__The data__
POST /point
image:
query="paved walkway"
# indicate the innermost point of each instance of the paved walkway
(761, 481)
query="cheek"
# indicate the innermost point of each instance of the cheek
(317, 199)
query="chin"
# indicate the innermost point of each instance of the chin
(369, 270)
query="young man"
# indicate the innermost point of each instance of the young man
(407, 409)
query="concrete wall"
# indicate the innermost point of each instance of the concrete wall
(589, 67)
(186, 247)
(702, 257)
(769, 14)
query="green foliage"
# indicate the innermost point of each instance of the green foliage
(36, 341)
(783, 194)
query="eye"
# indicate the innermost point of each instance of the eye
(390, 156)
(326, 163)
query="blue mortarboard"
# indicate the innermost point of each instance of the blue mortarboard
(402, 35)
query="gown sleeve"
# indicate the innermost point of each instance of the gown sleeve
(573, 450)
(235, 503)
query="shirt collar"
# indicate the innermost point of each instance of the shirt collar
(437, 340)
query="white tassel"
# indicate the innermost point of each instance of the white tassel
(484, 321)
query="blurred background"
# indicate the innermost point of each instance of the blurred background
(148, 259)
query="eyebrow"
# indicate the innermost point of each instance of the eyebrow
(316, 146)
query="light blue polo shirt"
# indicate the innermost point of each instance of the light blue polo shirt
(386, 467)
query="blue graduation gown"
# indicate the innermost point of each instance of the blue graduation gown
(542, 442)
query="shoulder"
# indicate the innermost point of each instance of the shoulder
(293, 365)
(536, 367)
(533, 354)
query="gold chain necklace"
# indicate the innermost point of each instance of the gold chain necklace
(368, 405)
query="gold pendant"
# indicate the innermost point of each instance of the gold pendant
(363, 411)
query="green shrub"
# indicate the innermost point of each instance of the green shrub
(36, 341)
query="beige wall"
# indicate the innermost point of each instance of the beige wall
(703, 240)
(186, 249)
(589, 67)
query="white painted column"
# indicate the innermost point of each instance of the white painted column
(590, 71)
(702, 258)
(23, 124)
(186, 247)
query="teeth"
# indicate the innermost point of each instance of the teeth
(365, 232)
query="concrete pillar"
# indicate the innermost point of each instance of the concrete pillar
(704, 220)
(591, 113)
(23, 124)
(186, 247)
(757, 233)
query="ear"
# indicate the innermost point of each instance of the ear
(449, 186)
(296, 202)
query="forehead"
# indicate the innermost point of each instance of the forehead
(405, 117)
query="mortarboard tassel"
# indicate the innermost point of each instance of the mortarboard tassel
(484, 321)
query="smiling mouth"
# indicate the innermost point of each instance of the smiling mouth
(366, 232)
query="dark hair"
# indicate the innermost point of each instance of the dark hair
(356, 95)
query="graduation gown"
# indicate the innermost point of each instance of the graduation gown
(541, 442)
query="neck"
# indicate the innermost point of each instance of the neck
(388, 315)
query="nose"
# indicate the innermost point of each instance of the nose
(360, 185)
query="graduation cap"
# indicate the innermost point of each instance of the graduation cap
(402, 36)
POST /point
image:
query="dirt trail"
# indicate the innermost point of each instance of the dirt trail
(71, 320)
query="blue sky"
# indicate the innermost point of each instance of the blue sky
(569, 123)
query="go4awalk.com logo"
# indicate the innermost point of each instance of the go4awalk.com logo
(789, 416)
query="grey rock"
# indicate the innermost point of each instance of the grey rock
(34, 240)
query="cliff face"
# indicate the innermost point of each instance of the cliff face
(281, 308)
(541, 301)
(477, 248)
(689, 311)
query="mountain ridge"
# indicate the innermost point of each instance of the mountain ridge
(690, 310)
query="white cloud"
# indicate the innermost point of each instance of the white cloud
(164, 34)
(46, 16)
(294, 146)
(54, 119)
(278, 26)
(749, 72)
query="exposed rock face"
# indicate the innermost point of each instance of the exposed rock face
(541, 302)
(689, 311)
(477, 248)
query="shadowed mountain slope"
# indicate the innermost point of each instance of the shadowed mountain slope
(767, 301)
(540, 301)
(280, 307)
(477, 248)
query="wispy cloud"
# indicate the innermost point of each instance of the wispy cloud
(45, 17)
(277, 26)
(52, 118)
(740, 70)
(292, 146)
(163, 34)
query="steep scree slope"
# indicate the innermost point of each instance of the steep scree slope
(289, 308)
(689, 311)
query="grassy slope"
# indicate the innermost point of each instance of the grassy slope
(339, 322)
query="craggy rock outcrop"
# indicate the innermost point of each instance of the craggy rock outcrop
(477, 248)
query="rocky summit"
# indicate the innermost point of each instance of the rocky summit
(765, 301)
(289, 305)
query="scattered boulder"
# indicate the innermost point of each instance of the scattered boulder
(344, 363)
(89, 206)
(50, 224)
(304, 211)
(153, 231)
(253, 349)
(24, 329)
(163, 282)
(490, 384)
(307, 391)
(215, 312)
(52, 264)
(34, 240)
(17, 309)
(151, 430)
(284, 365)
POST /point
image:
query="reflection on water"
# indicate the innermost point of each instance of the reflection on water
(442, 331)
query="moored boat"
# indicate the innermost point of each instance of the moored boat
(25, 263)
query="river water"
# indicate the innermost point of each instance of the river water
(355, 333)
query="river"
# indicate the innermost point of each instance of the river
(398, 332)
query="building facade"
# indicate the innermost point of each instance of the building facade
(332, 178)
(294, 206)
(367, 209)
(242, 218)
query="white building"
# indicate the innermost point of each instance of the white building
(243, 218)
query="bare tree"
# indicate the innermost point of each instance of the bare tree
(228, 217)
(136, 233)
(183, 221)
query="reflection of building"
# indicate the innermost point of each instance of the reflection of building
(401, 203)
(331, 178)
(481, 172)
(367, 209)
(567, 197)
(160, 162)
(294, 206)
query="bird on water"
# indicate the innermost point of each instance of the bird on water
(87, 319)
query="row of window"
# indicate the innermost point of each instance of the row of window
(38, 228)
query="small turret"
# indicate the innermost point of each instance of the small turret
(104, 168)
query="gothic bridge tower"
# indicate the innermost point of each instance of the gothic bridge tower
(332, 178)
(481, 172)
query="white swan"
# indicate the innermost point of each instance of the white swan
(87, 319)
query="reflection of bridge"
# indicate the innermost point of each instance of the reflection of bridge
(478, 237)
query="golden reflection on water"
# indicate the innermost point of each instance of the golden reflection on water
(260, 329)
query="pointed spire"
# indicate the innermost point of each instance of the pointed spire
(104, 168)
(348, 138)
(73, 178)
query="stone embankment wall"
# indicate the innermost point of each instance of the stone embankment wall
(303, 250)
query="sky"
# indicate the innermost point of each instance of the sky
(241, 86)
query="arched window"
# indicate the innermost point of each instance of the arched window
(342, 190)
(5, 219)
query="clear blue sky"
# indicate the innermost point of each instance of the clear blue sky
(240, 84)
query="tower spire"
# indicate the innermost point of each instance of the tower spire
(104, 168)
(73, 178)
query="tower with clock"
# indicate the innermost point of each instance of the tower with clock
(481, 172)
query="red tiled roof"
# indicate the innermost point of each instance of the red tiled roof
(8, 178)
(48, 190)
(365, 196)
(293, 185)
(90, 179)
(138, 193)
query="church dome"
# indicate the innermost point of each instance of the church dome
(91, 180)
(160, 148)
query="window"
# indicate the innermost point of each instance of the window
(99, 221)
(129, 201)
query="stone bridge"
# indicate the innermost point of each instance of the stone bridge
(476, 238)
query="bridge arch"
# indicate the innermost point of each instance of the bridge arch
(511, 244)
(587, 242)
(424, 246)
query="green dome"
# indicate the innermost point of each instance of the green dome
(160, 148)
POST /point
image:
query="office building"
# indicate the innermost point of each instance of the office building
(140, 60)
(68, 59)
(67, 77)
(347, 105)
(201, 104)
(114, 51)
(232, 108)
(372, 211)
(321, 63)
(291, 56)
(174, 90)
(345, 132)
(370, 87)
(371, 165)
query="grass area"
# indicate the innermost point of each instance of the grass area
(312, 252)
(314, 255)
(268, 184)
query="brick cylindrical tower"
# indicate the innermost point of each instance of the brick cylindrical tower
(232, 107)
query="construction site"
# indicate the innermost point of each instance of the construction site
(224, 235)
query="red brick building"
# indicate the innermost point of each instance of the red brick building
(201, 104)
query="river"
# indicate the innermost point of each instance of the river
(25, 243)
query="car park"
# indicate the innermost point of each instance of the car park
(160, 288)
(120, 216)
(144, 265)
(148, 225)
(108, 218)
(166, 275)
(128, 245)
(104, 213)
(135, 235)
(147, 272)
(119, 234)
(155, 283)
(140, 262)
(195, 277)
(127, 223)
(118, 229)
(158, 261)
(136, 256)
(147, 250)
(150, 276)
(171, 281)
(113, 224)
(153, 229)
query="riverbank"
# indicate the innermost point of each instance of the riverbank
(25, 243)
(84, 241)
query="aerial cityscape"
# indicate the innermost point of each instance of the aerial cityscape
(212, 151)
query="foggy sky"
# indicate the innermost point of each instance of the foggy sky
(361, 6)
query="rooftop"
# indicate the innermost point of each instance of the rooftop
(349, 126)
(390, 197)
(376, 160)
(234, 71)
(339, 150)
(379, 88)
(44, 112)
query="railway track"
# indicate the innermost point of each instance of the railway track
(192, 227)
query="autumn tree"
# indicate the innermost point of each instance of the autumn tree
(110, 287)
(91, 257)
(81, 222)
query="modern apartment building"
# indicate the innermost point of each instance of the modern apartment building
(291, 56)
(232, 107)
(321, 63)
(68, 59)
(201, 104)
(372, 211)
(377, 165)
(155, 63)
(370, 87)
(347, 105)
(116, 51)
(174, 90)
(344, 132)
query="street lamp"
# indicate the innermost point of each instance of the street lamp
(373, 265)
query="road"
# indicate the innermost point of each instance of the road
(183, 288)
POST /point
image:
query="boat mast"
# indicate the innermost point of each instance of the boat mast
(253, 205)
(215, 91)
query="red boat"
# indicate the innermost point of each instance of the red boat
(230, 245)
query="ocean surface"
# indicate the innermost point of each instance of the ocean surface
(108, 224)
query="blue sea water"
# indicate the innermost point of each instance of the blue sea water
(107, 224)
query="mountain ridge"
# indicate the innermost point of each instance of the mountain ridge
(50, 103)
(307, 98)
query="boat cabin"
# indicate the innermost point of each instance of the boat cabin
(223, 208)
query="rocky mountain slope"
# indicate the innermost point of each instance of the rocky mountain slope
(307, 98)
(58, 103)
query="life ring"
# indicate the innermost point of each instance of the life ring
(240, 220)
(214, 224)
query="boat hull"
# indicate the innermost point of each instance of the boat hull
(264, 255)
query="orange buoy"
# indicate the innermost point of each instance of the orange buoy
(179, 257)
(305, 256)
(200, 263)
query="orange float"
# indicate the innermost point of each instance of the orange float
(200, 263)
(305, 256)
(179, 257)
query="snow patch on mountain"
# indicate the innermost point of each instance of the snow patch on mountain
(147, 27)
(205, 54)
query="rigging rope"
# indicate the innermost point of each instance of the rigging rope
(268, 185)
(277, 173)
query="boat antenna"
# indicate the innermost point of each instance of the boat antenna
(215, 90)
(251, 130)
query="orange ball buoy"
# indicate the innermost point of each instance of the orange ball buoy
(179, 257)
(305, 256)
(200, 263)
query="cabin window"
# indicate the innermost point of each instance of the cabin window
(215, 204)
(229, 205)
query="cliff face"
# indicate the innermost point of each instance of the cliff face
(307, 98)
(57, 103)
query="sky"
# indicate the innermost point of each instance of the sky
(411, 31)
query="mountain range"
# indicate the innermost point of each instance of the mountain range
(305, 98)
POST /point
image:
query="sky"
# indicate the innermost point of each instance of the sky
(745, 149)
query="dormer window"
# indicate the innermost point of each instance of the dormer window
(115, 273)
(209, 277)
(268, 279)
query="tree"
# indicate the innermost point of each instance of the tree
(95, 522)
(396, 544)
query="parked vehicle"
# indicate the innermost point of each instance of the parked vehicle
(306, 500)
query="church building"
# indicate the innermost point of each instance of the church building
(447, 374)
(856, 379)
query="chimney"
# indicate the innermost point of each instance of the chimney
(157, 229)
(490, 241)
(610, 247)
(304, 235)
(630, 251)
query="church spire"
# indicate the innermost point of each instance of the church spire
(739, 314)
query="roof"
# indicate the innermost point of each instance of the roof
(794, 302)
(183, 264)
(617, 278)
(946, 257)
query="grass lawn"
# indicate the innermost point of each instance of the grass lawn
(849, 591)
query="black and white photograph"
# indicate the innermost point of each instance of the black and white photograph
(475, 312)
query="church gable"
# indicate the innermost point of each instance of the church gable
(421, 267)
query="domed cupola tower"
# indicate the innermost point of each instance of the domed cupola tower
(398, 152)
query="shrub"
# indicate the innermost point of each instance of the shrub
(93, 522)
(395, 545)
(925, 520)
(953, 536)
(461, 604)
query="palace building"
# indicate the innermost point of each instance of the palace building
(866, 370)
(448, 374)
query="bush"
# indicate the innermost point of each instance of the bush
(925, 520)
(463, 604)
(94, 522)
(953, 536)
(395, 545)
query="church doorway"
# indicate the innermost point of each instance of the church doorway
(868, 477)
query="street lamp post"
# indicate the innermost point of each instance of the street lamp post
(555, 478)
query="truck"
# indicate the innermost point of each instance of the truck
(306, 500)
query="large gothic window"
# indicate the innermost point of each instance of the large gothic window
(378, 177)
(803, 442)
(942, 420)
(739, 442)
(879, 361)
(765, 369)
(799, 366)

__Direction__
Extract every line of the records that contains the string "hair", matching case exactly.

__Exercise output__
query="dark hair"
# indicate the innermost point of each instance of the dark hair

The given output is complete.